▶ [Task goal]
Please reproduce the listing word for word. Pictures stay out.

═════ Records supplied

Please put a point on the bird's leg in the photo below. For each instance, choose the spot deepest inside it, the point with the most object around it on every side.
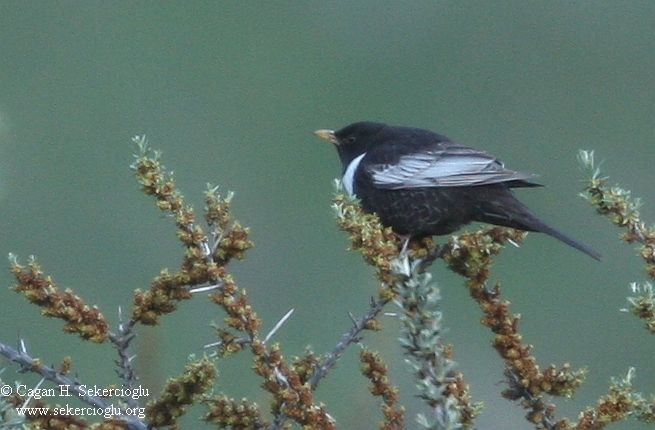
(405, 238)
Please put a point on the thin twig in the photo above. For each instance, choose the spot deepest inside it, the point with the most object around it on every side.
(278, 325)
(121, 342)
(348, 338)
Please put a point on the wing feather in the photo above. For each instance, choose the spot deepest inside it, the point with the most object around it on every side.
(454, 166)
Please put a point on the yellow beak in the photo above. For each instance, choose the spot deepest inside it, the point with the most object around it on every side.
(327, 135)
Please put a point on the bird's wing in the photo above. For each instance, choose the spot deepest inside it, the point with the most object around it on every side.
(445, 166)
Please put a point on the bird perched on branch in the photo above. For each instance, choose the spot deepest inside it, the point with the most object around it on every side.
(421, 183)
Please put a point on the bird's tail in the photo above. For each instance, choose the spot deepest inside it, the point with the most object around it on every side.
(512, 213)
(551, 231)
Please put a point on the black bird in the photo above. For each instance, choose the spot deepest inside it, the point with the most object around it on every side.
(421, 183)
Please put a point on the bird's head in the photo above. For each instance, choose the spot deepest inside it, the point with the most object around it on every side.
(352, 140)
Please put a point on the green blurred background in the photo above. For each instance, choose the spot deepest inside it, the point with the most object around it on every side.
(230, 92)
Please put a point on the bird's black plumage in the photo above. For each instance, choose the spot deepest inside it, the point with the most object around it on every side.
(421, 183)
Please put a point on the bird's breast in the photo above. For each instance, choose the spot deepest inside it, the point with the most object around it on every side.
(349, 175)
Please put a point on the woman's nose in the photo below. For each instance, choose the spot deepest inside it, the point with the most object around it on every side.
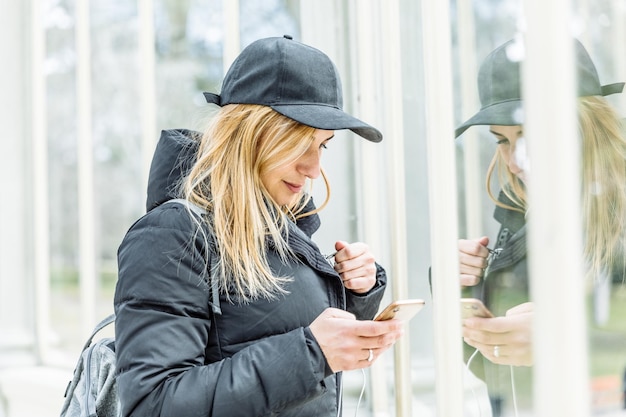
(309, 164)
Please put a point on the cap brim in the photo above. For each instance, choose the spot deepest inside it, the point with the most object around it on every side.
(328, 118)
(506, 113)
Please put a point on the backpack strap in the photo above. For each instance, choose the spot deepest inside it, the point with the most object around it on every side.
(105, 322)
(215, 294)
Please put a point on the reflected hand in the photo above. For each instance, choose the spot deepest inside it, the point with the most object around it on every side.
(473, 256)
(356, 265)
(346, 342)
(503, 340)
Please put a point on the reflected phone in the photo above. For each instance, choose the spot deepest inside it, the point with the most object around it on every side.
(401, 309)
(473, 307)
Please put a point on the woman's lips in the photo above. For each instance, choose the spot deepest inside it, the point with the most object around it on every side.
(294, 187)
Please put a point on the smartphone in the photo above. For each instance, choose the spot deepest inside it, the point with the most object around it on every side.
(401, 310)
(473, 307)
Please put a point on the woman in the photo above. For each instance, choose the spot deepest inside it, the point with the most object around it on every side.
(500, 275)
(284, 323)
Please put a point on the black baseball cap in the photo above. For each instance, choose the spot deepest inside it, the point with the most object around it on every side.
(499, 85)
(297, 80)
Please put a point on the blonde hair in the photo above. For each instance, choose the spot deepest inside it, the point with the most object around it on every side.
(241, 143)
(603, 189)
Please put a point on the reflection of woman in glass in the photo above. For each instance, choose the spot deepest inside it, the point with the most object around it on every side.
(499, 276)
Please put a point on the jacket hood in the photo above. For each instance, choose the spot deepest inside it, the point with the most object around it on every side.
(174, 156)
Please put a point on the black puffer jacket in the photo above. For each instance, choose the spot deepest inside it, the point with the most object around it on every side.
(177, 358)
(505, 285)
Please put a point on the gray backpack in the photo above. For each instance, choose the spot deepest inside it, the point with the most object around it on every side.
(92, 391)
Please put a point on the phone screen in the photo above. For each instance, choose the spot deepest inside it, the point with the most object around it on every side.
(473, 307)
(401, 309)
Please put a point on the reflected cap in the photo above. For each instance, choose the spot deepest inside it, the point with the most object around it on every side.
(499, 85)
(296, 80)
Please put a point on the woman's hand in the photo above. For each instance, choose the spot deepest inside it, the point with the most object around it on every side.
(347, 342)
(473, 256)
(503, 340)
(356, 265)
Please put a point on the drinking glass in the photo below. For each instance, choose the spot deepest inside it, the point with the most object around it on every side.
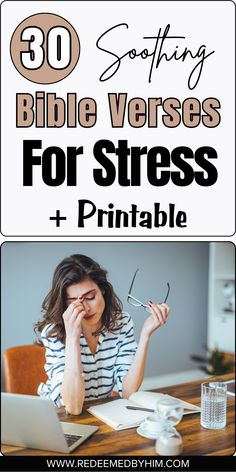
(213, 405)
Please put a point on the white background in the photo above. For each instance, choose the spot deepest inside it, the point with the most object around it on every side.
(210, 210)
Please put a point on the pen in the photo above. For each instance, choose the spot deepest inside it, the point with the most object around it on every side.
(137, 408)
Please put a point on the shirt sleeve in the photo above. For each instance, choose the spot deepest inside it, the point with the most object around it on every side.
(126, 352)
(54, 367)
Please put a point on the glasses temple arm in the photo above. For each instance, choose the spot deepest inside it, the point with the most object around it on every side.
(132, 283)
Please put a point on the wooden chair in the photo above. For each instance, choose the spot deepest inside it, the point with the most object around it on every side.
(24, 368)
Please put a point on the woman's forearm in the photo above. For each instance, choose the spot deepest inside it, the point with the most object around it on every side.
(134, 377)
(73, 389)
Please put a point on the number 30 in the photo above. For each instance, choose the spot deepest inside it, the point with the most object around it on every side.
(57, 52)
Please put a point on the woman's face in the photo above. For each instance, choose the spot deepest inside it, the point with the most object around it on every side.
(92, 300)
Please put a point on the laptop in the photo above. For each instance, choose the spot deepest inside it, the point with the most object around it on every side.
(32, 422)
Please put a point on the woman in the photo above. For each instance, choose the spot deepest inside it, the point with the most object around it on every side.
(89, 341)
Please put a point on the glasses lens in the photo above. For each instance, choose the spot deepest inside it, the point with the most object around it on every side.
(168, 291)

══════════

▶ [Answer space]
Please put a point on the bird's leg in the photo below. For each instance, choose the spot deepest inside it, the point with the most object around it on every side.
(405, 238)
Please put a point on the thin twig in the photo above. For each instance, choose the spot deepest inside it, the point with the most object around it on every side.
(278, 325)
(121, 342)
(348, 338)
Please put a point on the wing feather in the photo above. For each instance, choose the spot deepest inside it, the point with the most object around it on every side.
(454, 166)
Please put a point on the yellow beak in the photo above. For each instance, choose the spot deepest inside it, the point with the most object around it on every side.
(327, 135)
Please put a point on the bird's wing in the photo above. For each instance, choose the spot deepest inside it, the point with the most object around it on every side.
(445, 166)
Please put a point on the bird perched on branch in the photo above. For each instance, choose the spot deepest inside it, the point with the most object around it on every side.
(421, 183)
Please put a point on the bird's tail in the photo above. For each instance, choose the spot deepest inside it, the point with the most object around it on every side.
(512, 213)
(551, 231)
Please put a point on the black bird in the photo above. For each instance, choose the spot deepest inside it, the point with the most object around it on every side.
(421, 183)
Please put a point on the bird's head in the photo above. For each instance, choose the spot deepest inside it, the point with the most object around it on every side.
(352, 140)
Please put a point on the green blurred background in the photo above. For each instance, choose the spot deepest inside it, the point with the most object around it on every side.
(230, 92)
Please put a point on the bird's black plumage in the photo above. For each instance, choose the spot deepest inside it, the point with the most object around it on every side.
(421, 183)
Please put a point on the bird's breast in the photo above. For each instance, choose the spot deepest inside it, the point with the most object around it on every side.
(349, 175)
Please put a point on the woman's nose in the photo below. For each instance, choose the spot deepest inside it, the point with the most object around it on every side.
(309, 164)
Please put a point on the cap brim in the photo above. For each instance, choose the spot deepest inside it, the point with the most object around it on every side.
(328, 118)
(506, 113)
Please put a point on the backpack strap in the photo above. For each instance, choose the spot deepest inside it, the point with the most object around it on every side.
(105, 322)
(215, 294)
Please put a point on the reflected hand in the photo above. For each instance, choose the spot deepest inside it, the point with the most object around it on every side.
(473, 256)
(356, 265)
(346, 342)
(503, 340)
Please put a point on the reflected phone in the photo above. For each instance, choose the spot deepest inside it, the point with the most object around it on every side.
(401, 309)
(473, 307)
Please put a point on the woman's lips in the photo above. For each instance, choose the spot deepest inside it, the point with the most object around it on every side.
(294, 187)
Please put a point on the smartphone in the photo above. For each instance, choose the spot deepest inside it, the point with the most object around it on every side.
(401, 310)
(473, 307)
Please put a point on the woman in the photo above. For each instance, choose the spot deepest inside it, the point with the most object around it on every side.
(500, 275)
(284, 323)
Please put a point on the black baseball cap in the photo above. For each instance, choose the spot deepest inside it, the point with the most object around it on every side.
(499, 85)
(297, 80)
Please put a point on the blonde hair in the photo above. For each instance, choose the spot deepest inside it, the point with the most object around it on every side.
(241, 143)
(603, 189)
Please put a point on the reflection of woman in glass in the photo above. For each instance, choose the spot deepest inside it, the point with the most object around it on every side.
(499, 276)
Please put a point on the jacket hood in the photo above. For each instance, choose the spot deepest inside it, the point with the most object around it on every side.
(174, 156)
Please put a point on the black puffer jacket in the photo above. For each instance, choose the spot deepest inside it, the point with the most object around it on every side.
(177, 358)
(505, 285)
Please put a point on the gray backpack in the photo above. For each instance, choose the spot deepest inside it, the point with the most object around it on every side.
(92, 391)
Please put a point on the phone screen in the photo above. For each instance, choose the spot deepest inside it, the point with the most object around it on every side.
(473, 307)
(401, 309)
Please put a point on the reflected cap in the photo above. For each instance, choose the spot deepest inside it, the point with the most object around it on every side.
(499, 85)
(296, 80)
Please put a point on the woman's hand in the photo above. For each instance, choose the spot deepest inside it, the point with the most object around it on every side.
(347, 342)
(473, 256)
(503, 340)
(356, 265)
Please put a point on the drinking glass in the photo below. For each instance, choose the spot deepest inside it, the point with the most object around it on every side.
(213, 405)
Please put a point on the white background in the photo above. For each instance, choose the spot deepest inside it, the point with the most object around it on every side.
(210, 210)
Please put a point on the pen in the photo above. For each instance, choose the spot deepest inside it, the point with the most object around it on every side.
(137, 408)
Please put a point on the shirt sleeve in the photo above. For each instance, choose the spot deepest inside it, the point with the most object around it on every side.
(126, 352)
(54, 367)
Please put a point on the glasses temple arm in the photo above. For each instance, choose the spot deepest inside it, the point with the most object around it on every side.
(132, 283)
Please put a point on the wooden chair in the photo above. For each instance, choose the spot deepest inside it, the point with the most object around it on every side.
(24, 368)
Please put a point on the woman's forearm in the photo above. For each instance, choose the spot deepest inside it, the point with the most object around it on every side.
(134, 377)
(73, 389)
Please put a point on the number 30 in the photo above. For each instance, choose the spot deepest inside it, the point with the most object around it on every side.
(57, 52)
Please put a point on the woman's face in the photo above. For each instance, choose the spot deepest inside it, the point with the most object around it on every side.
(92, 300)
Please put a point on the laptop in the photo above. For each instance, choose the spot deepest inside it, the point with the most object around it on every side.
(32, 422)
Please put a point on the woman in the photo above. For each instance, choose the spot deepest inside it, the point with the most object around it on every side.
(89, 341)
Please put a point on the glasses lens in the photo above. For each instance, choose the spot deepest inside it, the point with the most object around it on every side.
(168, 291)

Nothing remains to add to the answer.